— BEGIN —

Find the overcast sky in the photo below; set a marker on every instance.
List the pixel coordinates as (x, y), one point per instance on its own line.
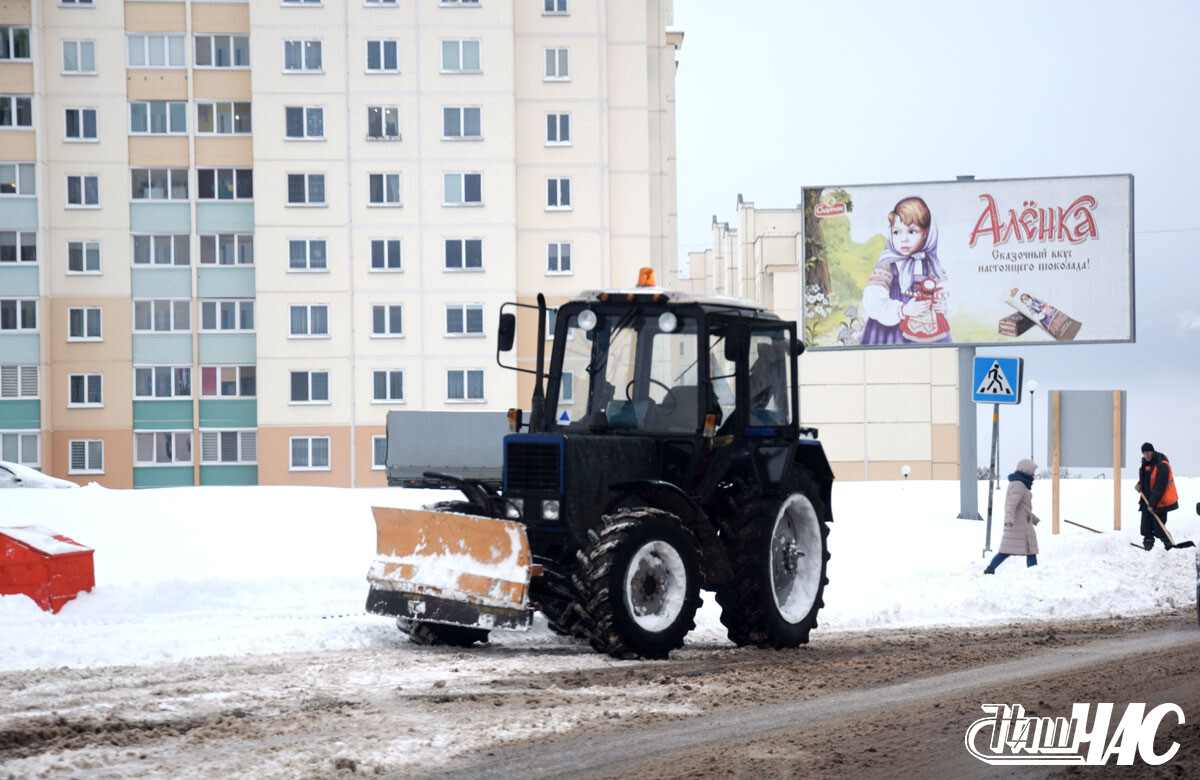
(774, 95)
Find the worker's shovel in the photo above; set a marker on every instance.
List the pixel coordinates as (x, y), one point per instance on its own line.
(1167, 533)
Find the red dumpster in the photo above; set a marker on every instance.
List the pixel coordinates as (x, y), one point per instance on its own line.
(47, 567)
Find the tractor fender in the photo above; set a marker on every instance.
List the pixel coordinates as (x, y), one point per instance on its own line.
(714, 561)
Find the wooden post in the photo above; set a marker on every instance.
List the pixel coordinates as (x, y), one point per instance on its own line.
(1055, 450)
(1117, 444)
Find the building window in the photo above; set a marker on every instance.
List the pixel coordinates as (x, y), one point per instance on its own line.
(83, 192)
(383, 123)
(162, 382)
(558, 257)
(81, 124)
(87, 456)
(558, 130)
(235, 315)
(225, 184)
(304, 121)
(309, 454)
(227, 448)
(310, 387)
(13, 43)
(84, 323)
(378, 453)
(301, 57)
(557, 65)
(460, 57)
(18, 382)
(383, 57)
(222, 51)
(78, 58)
(388, 387)
(159, 184)
(162, 448)
(17, 179)
(156, 51)
(558, 193)
(18, 246)
(162, 250)
(462, 189)
(227, 249)
(85, 390)
(388, 321)
(159, 118)
(465, 319)
(465, 384)
(307, 255)
(306, 189)
(222, 118)
(309, 321)
(162, 316)
(461, 123)
(385, 255)
(18, 315)
(228, 382)
(465, 255)
(384, 189)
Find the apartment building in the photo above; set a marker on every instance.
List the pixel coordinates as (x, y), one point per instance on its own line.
(233, 235)
(876, 409)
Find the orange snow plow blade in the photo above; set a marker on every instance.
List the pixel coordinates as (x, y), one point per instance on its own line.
(449, 568)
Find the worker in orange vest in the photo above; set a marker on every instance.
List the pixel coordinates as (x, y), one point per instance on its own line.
(1158, 495)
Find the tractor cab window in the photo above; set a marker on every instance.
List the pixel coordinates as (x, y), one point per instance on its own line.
(635, 370)
(769, 388)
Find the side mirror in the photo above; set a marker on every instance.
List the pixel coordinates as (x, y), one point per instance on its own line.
(507, 333)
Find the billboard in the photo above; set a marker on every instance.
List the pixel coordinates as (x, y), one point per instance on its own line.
(965, 263)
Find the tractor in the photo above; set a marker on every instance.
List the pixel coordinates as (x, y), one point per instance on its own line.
(663, 455)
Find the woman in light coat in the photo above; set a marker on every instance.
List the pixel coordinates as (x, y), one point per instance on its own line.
(1019, 538)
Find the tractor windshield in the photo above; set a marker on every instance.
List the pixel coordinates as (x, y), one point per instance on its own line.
(634, 370)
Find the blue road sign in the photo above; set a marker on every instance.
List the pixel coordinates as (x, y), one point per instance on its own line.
(997, 379)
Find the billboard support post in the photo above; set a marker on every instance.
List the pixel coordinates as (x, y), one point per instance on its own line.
(969, 477)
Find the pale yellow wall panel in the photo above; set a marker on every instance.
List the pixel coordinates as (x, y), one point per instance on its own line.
(151, 150)
(220, 17)
(899, 442)
(17, 78)
(225, 150)
(898, 366)
(898, 403)
(155, 17)
(946, 444)
(150, 84)
(222, 84)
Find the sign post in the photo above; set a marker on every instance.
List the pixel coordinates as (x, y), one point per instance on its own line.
(995, 381)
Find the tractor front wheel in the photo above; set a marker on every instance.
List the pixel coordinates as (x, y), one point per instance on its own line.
(639, 583)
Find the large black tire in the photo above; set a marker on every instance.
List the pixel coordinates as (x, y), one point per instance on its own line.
(779, 552)
(639, 585)
(420, 633)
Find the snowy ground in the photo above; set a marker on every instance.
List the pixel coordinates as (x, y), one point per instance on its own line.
(231, 571)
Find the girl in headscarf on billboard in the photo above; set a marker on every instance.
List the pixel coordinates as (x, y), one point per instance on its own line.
(905, 298)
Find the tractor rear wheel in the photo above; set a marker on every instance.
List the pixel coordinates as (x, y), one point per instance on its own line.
(779, 555)
(639, 585)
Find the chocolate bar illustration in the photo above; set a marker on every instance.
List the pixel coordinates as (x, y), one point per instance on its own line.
(1050, 318)
(1014, 324)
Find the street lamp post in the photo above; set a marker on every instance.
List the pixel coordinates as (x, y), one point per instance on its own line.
(1032, 385)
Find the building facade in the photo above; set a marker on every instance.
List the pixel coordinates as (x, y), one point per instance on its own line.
(233, 235)
(876, 411)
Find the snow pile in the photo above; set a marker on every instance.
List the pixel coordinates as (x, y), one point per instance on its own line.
(195, 571)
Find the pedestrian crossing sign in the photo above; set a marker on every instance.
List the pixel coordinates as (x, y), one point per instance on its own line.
(997, 379)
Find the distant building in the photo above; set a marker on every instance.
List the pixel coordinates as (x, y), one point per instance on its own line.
(876, 409)
(233, 235)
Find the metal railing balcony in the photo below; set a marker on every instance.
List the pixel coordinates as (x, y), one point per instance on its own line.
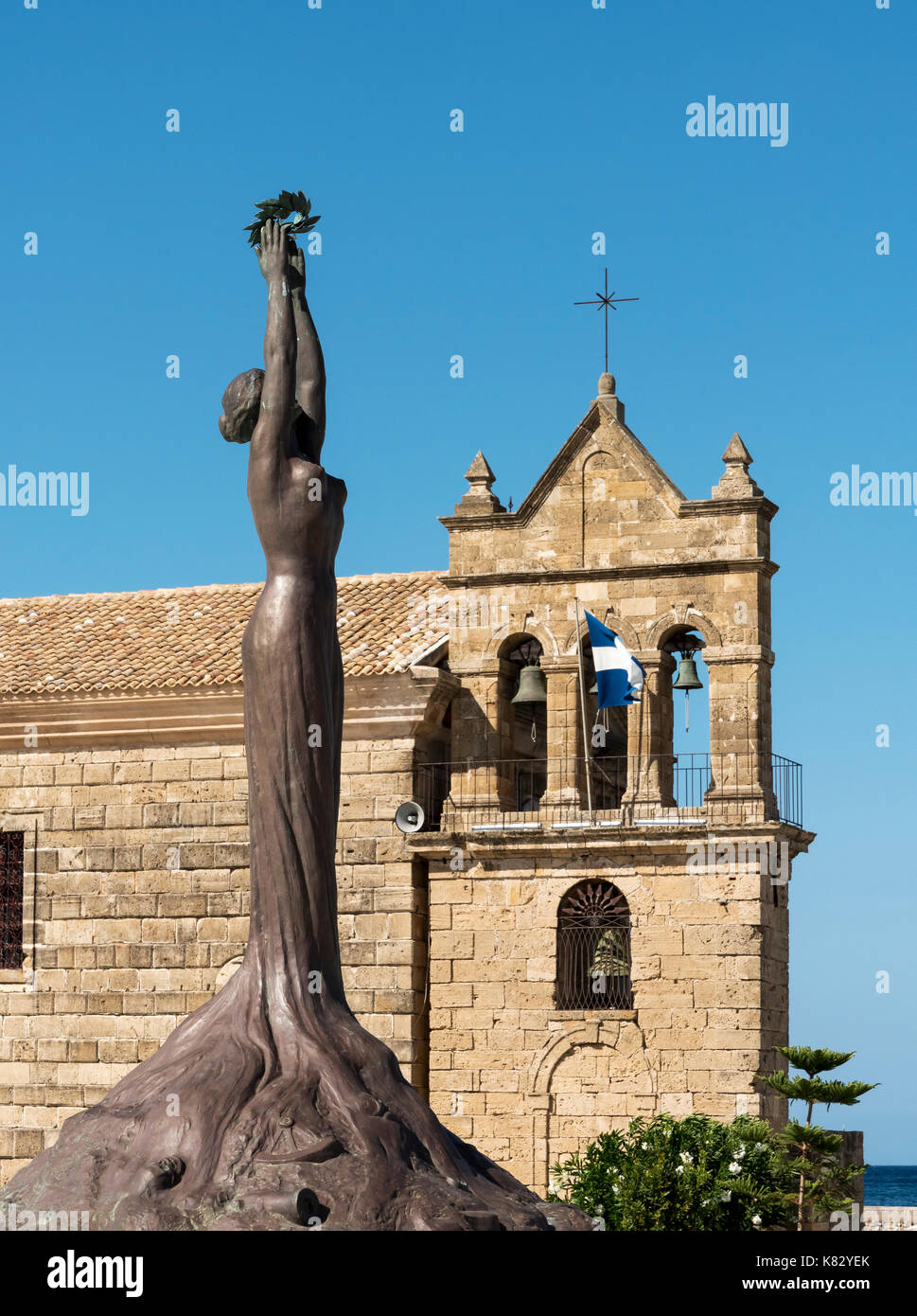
(627, 790)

— END —

Directions - Copy all of the data above word for word, and leave the pictures out of your copy.

Result -
Find the overcast sky in the photo below; set a marker on every instance.
List the pixel coordinates as (x, y), one point per instance on its own line.
(774, 95)
Find the worker's shovel in the photo above; set a marker on every instance.
List the pixel coordinates as (x, y), one point per instance on its own line.
(1167, 533)
Find the red dumpster in the photo above; set a marker on every instance.
List the pixel coordinates as (x, y), one point per instance on its own line.
(47, 567)
Find the tractor fender in the photo above; set a marker on every instance.
List the pixel coordinates as (x, y), one point per instance on its own line.
(714, 561)
Find the wooden post in the photo above; set a marker on every instance.
List the pixel coordinates as (x, y), one point per instance on its own line.
(1055, 450)
(1117, 444)
Find the building window in the photo above; set a marker on every instance.
List the pixel coordinates as (x, y), one point per instance on its own line.
(83, 192)
(383, 123)
(162, 382)
(558, 257)
(81, 124)
(87, 456)
(558, 130)
(235, 315)
(225, 184)
(304, 121)
(309, 454)
(227, 448)
(310, 387)
(13, 43)
(84, 323)
(378, 453)
(301, 57)
(557, 65)
(460, 57)
(18, 382)
(383, 57)
(222, 51)
(78, 58)
(388, 387)
(159, 184)
(162, 448)
(17, 179)
(156, 51)
(558, 193)
(18, 246)
(162, 250)
(462, 189)
(227, 249)
(85, 390)
(388, 321)
(159, 118)
(465, 319)
(465, 384)
(307, 255)
(306, 189)
(222, 118)
(309, 321)
(162, 316)
(461, 123)
(385, 255)
(18, 315)
(228, 382)
(465, 255)
(384, 189)
Find the apartment building in the photo above; set a marker on every instance.
List the pixel coordinates as (x, y), one point per instance on its own line.
(233, 235)
(876, 409)
Find the orange snow plow blade in the photo above; set a marker on every instance.
List the pixel coordinates as (x, y), one point per instance on its own line.
(449, 568)
Find the worker in orange vest in the photo above; set a marker on every instance.
List the pixel coordinates as (x, y), one point per instance on its own line.
(1158, 495)
Find the tractor cab window in the photo above; set a marker on every instance.
List the pixel coordinates as (x, y), one point per instance on its own line.
(635, 370)
(769, 388)
Find the side mirror in the photo above; set a marker on every instance.
List the pixel coordinates as (x, y), one point per instance on its own line.
(507, 333)
Find the billboard in the photo above; set a marker on every instance.
List the pixel coordinates as (x, y), one point per instance on its own line.
(965, 263)
Find the tractor in the photo above; set a marker on every instance.
List the pixel coordinates as (x, y), one point per instance on its own line.
(663, 455)
Find the woman in light coat in the photo above; set a marker on every instance.
List the pixel coordinates as (x, y), one point per instance on its own line.
(1019, 538)
Find the tractor windshield in the photo above; set a marker on every instance.
List the pixel coordinates as (x, y), one point per instance on its own line.
(634, 370)
Find the blue road sign in the photo above; set a marker on every instance.
List the pixel coordinates as (x, y), one point per instance on its own line.
(997, 379)
Find the billboard support post in the photo above; set a marker on every instance.
List the pixel coordinates as (x, y), one point per instance on its own line.
(969, 477)
Find the pale yellow wall panel in the photo above; set a marker on every instance.
List the pixel coordinates as (x, y), one point per instance on its own line.
(151, 150)
(220, 17)
(899, 442)
(17, 78)
(225, 150)
(898, 366)
(898, 403)
(155, 17)
(946, 444)
(150, 84)
(222, 84)
Find the sign post in the photo above; set a marker on every instance.
List the pixel coordinates as (x, y), one point per instance on its own line.
(995, 381)
Find the tractor front wheel in the photo above; set a marker on every instance.
List the pixel coordinates as (x, y), one point per instance on its own line.
(639, 583)
Find the large black tire in the photo above; set a marker on every instance.
List the pixel coordinates as (x, y), one point per instance on its own line.
(779, 552)
(639, 585)
(420, 633)
Find the snowy ground in the photo above; set a marker on every instance.
List the pixel coordinates as (x, y), one point per instance on its own line.
(231, 571)
Find the girl in headscarf on billboard in the photo above; set a marker on every instance.
List the pixel coordinates as (x, y), one point per instance on its own line.
(905, 298)
Find the tractor rear wheel in the photo above; set a marker on every instance.
List the pixel coordinates as (x, y), one point per instance on its own line.
(779, 555)
(639, 585)
Find the chocolate bar illustration in the photo above; set a marker on every instance.
List the pixel coordinates as (x, y), one point per instance on its own line.
(1050, 318)
(1014, 324)
Find the street lamp post in the photo above; set a marker on every instance.
List the pixel coordinates as (x, y), one point per instance on its own line.
(1032, 385)
Find the building facade in the photo above; set a marker on every instance.
List the pixel coordinates as (x, y), one point per instance on its own line.
(233, 235)
(876, 411)
Find the snow pile in the photo above; set a marker on every instance.
List the pixel coordinates as (x, y), one point per instance on its own line.
(195, 571)
Find the pedestrian crossing sign in the photo above; set a marker on every instance.
List the pixel coordinates as (x, y), one point per instance on its own line.
(997, 379)
Find the distant building in the photo above; set a marker on every instance.
List the pixel coordinates as (x, y), one point per instance on its own line.
(876, 409)
(233, 235)
Find the metal railing balcony in the photo below; set a marker on every instance.
List the pixel coordinates as (x, y), one point per instance on its own line.
(627, 790)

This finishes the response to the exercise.